— PASSAGE —
Posted: Tue Sep 10, 2019 9:41 pm
by Ben C. Smith
Giuseppe wrote:
Tue Aug 20, 2019 7:15 am
If Ben is right about Jesus being before son of Joseph and only later made son of David, then I wonder if that modification was part and parcel of a greater process known in this forum as euhemerization:


1) Jesus was euhemerized as a Galilean son of Joseph crucified by Herod under Claudius.


2) Jesus was made davidic, and Jerusalem became the place where Jesus was crucified, not under the authority of Herod: hence, Pilate enters on the scene as collateral effect of the «davidization» of Jesus. Under Tiberius.


3) Luke harmonized the two stories, by inventing the famous ping pong between Pilate and Jesus.


4) Ireneus became fool:

Herod, king of the Jews, and Ponce Pilate, procurator of the emperor Claudius, joining themselves, condamned Jesus to the crucifixion.

(Demonstratio, $ 74, Against the haeres. 2:22/5)


Note that the epistle of Barnaba, where Jesus is son of Joseph and not davidic, ignores Pilate while accuses the Jews of deicide.
I already responded to the bit about the epistle of Barnabas, but I wanted to add that I actually kind of like the trajectory which precedes that comment; it needs fleshing out, and I am not sure that a crucifixion in Galilee, if that is the suggestion, is really a viable option (even the Jewish predictions about a dying Messiah ben Ephraim seem to have him perishing in Judea, not in Galilee), but the overall notion seems worth pursuing.

Herod Antipas (tetrarch of Galilee and Perea) and Herod Agrippa (king of Judea, Galilee, Batanaea, and Perea) were easy to confuse in antiquity (and still are today!), so perhaps the original story ran something like what we find in the gospel of Peter, minus Pilate: basically, Herod commands the Jews to crucify Jesus (in Jerusalem), and they do, except it was thought to be Herod Antipas, not Agrippa, for his jurisdiction over Galilee (as noticed in Luke 23.7), yet as king instead of as tetrarch, as we find for Agrippa in the early Claudian years of 41-44. Making Jesus Davidic (to the point, even, of eventually locating his birth in the southern, Davidic town of Bethlehem) put him rather under the jurisdiction of Judea, ruled during the tenure of Antipas by Pontius Pilate.

— TASKS FOR THIS EXERCISE —
1. Answer these questions about the forum post on Herod, Pilate and the crucifixion of Jesus:
(a) In the first step of Giuseppe's list, under which emperor is Jesus crucified by Herod?
(b) Which passage of Luke is cited for noticing Herod Antipas's jurisdiction over Galilee?
(c) What southern town is eventually named as the place of Jesus's birth?
2. Write the next part of the forum post on Herod, Pilate and the crucifixion of Jesus, picking up after its final sentence.

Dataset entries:
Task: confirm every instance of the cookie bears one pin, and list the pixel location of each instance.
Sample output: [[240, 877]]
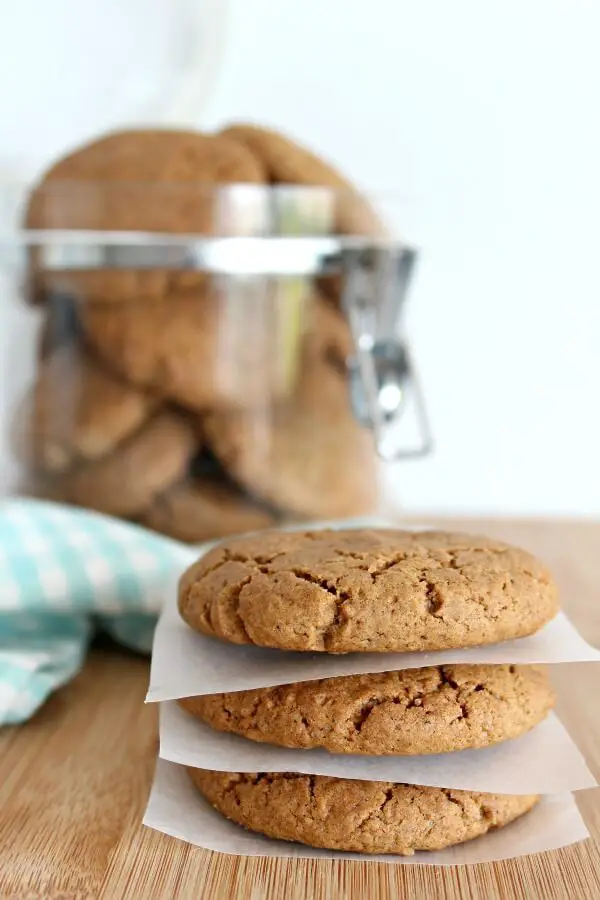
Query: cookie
[[127, 481], [203, 509], [357, 816], [146, 180], [366, 590], [308, 455], [288, 162], [437, 709], [77, 411], [223, 349]]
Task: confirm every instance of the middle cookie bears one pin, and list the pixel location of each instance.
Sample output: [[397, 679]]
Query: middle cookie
[[435, 709]]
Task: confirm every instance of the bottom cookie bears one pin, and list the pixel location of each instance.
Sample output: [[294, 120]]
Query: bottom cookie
[[357, 816]]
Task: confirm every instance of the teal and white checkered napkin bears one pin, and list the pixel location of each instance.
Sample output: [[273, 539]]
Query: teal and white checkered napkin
[[63, 573]]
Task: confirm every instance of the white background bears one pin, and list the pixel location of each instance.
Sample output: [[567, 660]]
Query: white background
[[482, 117]]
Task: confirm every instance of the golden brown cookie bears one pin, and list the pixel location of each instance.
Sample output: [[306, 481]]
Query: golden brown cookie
[[367, 590], [290, 163], [204, 509], [77, 411], [225, 348], [144, 180], [357, 816], [126, 481], [436, 709], [307, 455]]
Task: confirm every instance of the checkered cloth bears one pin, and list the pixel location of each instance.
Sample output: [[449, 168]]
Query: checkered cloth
[[63, 573]]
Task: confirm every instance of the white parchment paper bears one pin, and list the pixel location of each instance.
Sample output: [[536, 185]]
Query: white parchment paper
[[544, 761], [176, 808], [185, 663]]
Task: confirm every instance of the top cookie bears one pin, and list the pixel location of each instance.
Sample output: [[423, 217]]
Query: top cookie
[[288, 162], [367, 590]]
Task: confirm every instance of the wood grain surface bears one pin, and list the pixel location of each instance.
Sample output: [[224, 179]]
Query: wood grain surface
[[74, 783]]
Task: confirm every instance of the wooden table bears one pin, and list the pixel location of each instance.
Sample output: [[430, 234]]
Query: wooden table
[[74, 782]]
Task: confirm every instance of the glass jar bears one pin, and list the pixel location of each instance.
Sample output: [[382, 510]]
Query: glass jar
[[236, 364]]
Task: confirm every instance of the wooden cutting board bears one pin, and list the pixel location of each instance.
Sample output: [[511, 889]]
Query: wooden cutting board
[[74, 782]]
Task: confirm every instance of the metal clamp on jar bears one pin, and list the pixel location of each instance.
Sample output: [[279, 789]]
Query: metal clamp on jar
[[224, 380]]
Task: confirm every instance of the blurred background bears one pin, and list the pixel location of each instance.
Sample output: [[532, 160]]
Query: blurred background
[[480, 118]]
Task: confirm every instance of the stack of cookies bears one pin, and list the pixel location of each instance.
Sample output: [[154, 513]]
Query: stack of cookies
[[197, 406], [379, 591]]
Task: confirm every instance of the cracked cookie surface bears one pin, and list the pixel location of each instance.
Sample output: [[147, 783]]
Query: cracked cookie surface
[[366, 590], [360, 816], [435, 709]]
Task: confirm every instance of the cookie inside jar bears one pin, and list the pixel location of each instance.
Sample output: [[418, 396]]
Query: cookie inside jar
[[198, 403]]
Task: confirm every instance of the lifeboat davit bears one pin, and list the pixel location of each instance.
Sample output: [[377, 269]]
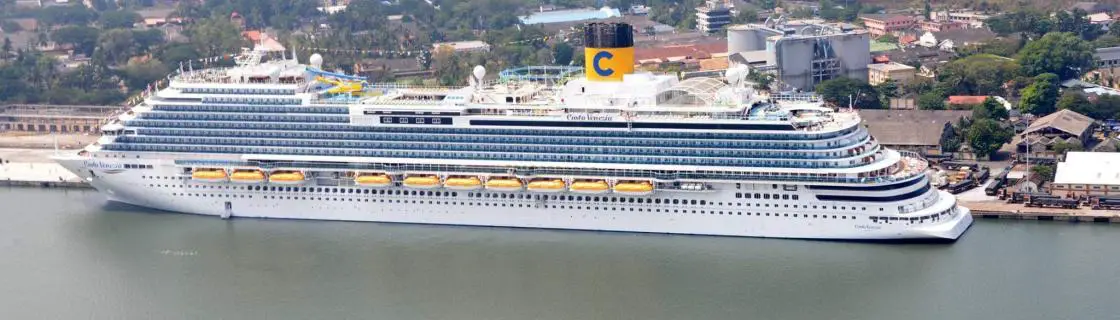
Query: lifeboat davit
[[373, 180], [634, 187], [463, 182], [589, 187], [287, 177], [503, 184], [246, 176], [208, 175], [421, 181], [547, 186]]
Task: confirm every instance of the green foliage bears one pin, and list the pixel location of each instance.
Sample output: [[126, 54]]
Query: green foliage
[[1107, 40], [10, 27], [118, 19], [33, 77], [217, 36], [763, 81], [950, 140], [561, 54], [747, 16], [1035, 24], [84, 39], [990, 109], [139, 75], [986, 137], [117, 46], [1076, 22], [1043, 170], [838, 91], [1072, 100], [849, 11], [1102, 107], [1057, 53], [1041, 96], [998, 47], [977, 75], [258, 13]]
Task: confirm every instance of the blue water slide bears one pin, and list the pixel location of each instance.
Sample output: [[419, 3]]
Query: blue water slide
[[334, 75]]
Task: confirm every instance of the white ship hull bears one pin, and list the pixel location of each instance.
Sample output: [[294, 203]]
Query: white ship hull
[[164, 188]]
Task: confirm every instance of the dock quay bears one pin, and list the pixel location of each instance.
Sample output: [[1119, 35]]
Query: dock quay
[[1002, 210], [34, 168]]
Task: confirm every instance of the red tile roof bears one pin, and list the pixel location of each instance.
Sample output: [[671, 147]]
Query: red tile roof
[[253, 36], [694, 52]]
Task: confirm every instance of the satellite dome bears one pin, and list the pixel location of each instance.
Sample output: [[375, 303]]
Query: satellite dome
[[479, 72], [316, 60]]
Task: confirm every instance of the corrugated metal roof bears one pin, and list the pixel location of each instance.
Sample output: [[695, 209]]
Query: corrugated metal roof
[[1089, 168]]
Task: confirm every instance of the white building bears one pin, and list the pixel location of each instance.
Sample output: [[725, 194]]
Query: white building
[[1093, 173]]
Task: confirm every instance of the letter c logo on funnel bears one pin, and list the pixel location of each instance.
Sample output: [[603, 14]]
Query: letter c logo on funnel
[[598, 57]]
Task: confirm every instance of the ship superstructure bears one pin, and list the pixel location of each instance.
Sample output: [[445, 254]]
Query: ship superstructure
[[608, 150]]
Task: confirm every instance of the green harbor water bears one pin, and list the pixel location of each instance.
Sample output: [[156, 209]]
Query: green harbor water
[[68, 254]]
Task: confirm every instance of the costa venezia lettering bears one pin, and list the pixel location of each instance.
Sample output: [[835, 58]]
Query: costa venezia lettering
[[591, 116]]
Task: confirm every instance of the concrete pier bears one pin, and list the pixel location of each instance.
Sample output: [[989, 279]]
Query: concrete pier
[[34, 168], [1004, 210]]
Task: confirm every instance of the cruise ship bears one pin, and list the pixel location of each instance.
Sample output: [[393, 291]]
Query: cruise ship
[[602, 148]]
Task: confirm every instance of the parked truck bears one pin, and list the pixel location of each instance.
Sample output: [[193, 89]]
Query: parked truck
[[1104, 203]]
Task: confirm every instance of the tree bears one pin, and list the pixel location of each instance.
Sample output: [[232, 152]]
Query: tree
[[117, 46], [216, 36], [977, 75], [1063, 54], [1076, 22], [763, 81], [986, 137], [1041, 96], [138, 75], [561, 54], [1072, 100], [838, 91], [990, 109], [746, 16], [118, 19], [1102, 107], [84, 39]]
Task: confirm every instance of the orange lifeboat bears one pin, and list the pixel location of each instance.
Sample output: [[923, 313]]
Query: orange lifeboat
[[503, 184], [421, 181], [208, 175], [547, 185], [634, 187], [463, 182], [246, 176]]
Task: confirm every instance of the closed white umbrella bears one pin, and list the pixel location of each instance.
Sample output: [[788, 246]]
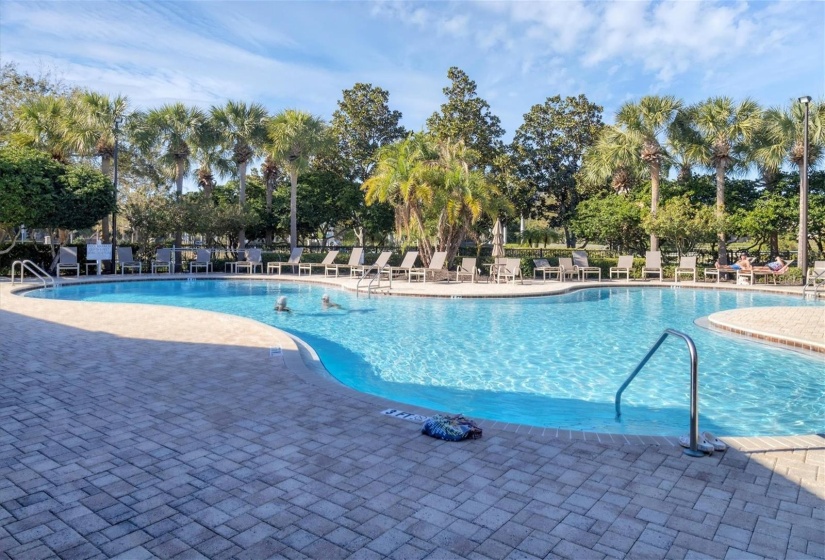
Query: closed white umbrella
[[498, 240]]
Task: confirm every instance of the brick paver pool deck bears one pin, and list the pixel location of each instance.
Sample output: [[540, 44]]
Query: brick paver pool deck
[[138, 432]]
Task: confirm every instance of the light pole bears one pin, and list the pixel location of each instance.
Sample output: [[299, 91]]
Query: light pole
[[802, 251], [118, 121]]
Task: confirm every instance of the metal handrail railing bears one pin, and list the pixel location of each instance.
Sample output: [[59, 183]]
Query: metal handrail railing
[[693, 450], [38, 272]]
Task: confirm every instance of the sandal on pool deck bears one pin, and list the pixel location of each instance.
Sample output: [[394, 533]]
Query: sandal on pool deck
[[717, 443], [704, 445]]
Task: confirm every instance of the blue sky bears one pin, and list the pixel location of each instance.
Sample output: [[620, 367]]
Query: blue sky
[[303, 54]]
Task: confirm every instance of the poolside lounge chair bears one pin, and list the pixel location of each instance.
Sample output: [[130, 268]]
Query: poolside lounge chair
[[252, 262], [467, 269], [355, 259], [568, 269], [202, 260], [687, 266], [816, 274], [68, 260], [584, 268], [406, 265], [163, 260], [380, 266], [624, 266], [436, 264], [543, 266], [765, 271], [293, 262], [653, 265], [511, 269], [307, 267], [126, 261]]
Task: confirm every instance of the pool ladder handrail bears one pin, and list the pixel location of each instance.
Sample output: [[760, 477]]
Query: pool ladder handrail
[[693, 450], [38, 272], [377, 277]]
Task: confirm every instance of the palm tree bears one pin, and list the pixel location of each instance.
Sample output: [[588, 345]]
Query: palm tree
[[173, 129], [294, 138], [635, 141], [784, 138], [42, 124], [724, 127], [90, 131], [243, 131], [436, 191]]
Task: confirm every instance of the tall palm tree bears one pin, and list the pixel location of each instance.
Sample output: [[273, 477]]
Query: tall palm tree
[[784, 137], [637, 140], [41, 124], [295, 137], [243, 131], [723, 127], [90, 131], [436, 190], [173, 129]]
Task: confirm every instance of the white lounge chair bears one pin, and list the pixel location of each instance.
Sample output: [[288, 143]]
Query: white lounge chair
[[126, 261], [687, 267], [163, 260], [307, 267], [406, 265], [624, 266], [583, 266], [436, 265], [202, 260], [355, 259], [510, 270], [68, 260], [653, 264], [293, 262], [380, 266], [252, 262], [467, 269]]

— RESPONSES TO THE TASKS —
1.
(a) Claudius
(b) Luke 23.7
(c) Bethlehem

2.
It still commands my attention that Pontius Pilate finds such a firm place as he does in the early Christian creeds and creedal statements; I have suggested before that perhaps his presence therein was meant as a way of eliminating various alternate timelines for the crucifixion.

I am certain about none of this. But I did appreciate this interesting trajectory.

Re: Messiah ben Joseph & Galilee; Messiah ben David & Judea.

Posted: Tue Sep 10, 2019 9:52 pm
by Secret Alias
I second the rejection of 21 CE with Pilate

Re: Messiah ben Joseph & Galilee; Messiah ben David & Judea.

Posted: Wed Sep 11, 2019 5:36 am
by Ben C. Smith
Secret Alias wrote:
Tue Sep 10, 2019 9:52 pm
I second the rejection of 21 CE with Pilate
I am still interested in that date, especially as it pertains to the possible corruption of the text of Josephus. I am just not sure that any of the proposed dates has a claim to historicity. Tracing the tradition is not necessarily the same as finding history at the bottom of it.

Re: Messiah ben Joseph & Galilee; Messiah ben David & Judea.

Posted: Wed Sep 11, 2019 8:21 am
by Ben C. Smith
Ben C. Smith wrote:
Tue Sep 10, 2019 9:41 pm
Giuseppe wrote:
Tue Aug 20, 2019 7:15 am
If Ben is right about Jesus being before son of Joseph and only later made son of David, then I wonder if that modification was part and parcel of a greater process known in this forum as euhemerization:

1) Jesus was euhemerized as a Galilean son of Joseph crucified by Herod under Claudius.

2) Jesus was made davidic, and Jerusalem became the place where Jesus was crucified, not under the authority of Herod: hence, Pilate enters on the scene as collateral effect of the «davidization» of Jesus. Under Tiberius.

3) Luke harmonized the two stories, by inventing the famous ping pong between Pilate and Jesus.

4) Ireneus became fool:

Herod, king of the Jews, and Ponce Pilate, procurator of the emperor Claudius, joining themselves, condamned Jesus to the crucifixion.

(Demonstratio, $ 74, Against the haeres. 2:22/5)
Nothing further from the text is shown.